| Records for the task |

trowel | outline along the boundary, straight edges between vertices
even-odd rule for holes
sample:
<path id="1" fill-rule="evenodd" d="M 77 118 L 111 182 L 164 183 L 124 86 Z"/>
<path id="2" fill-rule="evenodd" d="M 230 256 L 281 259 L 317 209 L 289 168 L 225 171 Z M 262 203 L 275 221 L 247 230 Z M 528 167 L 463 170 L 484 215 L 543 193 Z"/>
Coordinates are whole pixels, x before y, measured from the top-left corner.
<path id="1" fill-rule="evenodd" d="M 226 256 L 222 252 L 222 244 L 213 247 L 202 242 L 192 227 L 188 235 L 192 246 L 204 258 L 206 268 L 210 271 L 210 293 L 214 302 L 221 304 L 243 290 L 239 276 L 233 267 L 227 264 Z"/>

| Your assignment |
From the line that contains "even-odd rule for holes" to the last line of the data, write out each line exactly and add nothing.

| Solution |
even-odd rule for holes
sample:
<path id="1" fill-rule="evenodd" d="M 77 118 L 111 182 L 164 183 L 124 86 Z"/>
<path id="2" fill-rule="evenodd" d="M 230 256 L 281 259 L 317 209 L 289 168 L 225 171 Z M 262 203 L 275 221 L 247 230 Z M 528 167 L 463 170 L 484 215 L 543 193 Z"/>
Coordinates are whole pixels, x before y, measured from the top-left corner.
<path id="1" fill-rule="evenodd" d="M 226 256 L 222 252 L 222 244 L 213 247 L 202 242 L 192 227 L 188 235 L 192 246 L 204 258 L 206 268 L 210 271 L 210 293 L 214 302 L 221 304 L 243 290 L 239 276 L 233 267 L 227 264 Z"/>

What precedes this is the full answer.